EXERCISE PROMPT:
Whenever a line in the entries below contains the string "above", copy that line.

INPUT DATA:
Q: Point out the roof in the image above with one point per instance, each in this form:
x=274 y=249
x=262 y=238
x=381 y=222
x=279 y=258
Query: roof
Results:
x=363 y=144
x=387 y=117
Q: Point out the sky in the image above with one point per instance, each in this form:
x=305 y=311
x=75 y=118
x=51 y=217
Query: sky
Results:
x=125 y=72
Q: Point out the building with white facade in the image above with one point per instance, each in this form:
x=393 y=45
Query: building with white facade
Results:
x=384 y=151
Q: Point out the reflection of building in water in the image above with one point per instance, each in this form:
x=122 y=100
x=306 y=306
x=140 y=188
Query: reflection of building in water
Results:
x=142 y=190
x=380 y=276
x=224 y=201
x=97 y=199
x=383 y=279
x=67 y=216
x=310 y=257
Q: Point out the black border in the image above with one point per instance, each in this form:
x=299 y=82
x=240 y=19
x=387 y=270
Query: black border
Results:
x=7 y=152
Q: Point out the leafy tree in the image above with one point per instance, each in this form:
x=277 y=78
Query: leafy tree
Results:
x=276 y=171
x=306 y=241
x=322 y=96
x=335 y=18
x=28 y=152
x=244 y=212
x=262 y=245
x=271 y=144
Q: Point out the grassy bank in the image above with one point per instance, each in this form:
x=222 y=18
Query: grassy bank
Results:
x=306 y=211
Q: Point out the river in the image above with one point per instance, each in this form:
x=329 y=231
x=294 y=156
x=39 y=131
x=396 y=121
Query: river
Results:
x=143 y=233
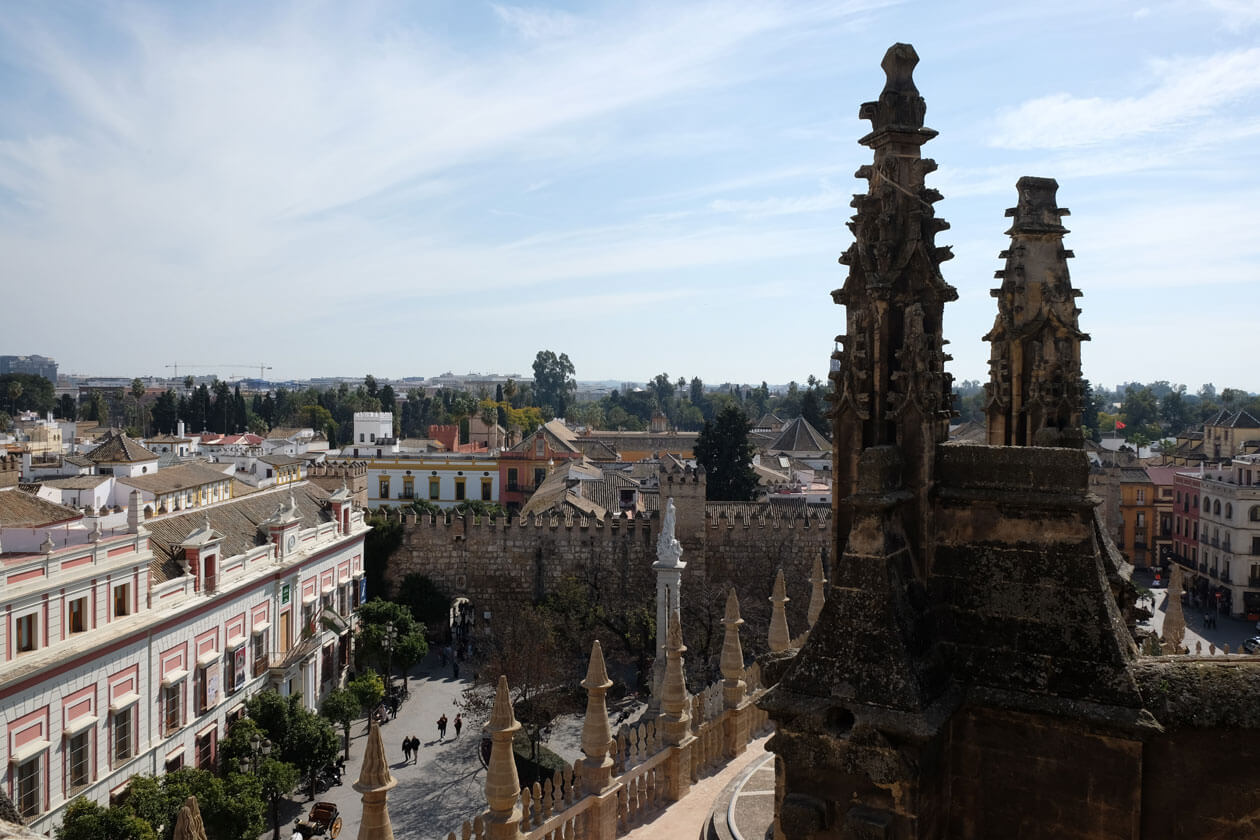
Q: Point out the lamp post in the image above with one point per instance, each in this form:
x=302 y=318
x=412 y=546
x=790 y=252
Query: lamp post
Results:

SOLUTION FOR THIS PROBLEM:
Q: Point out the roof in the image above with one point per instance, each in this form:
Q: Point out the sky in the image above with one point per instance, each in this form:
Q: Point out the building with white facade in the image above with one point per instance, each in this form:
Q: Point out the reflection of building in water in the image above with one point per instance, each in this form:
Q: Point out the black border in the image above with one point per instance, each in this form:
Q: Point out the leafy tree in the image above with one point per instance, each in this form:
Q: Point out the grassy bank in the image above with one point per instance, each in this form:
Q: Point out the river in the image above with one point per instance, each in this form:
Q: Point out the lamp post in the image above with one point per instance, each in this form:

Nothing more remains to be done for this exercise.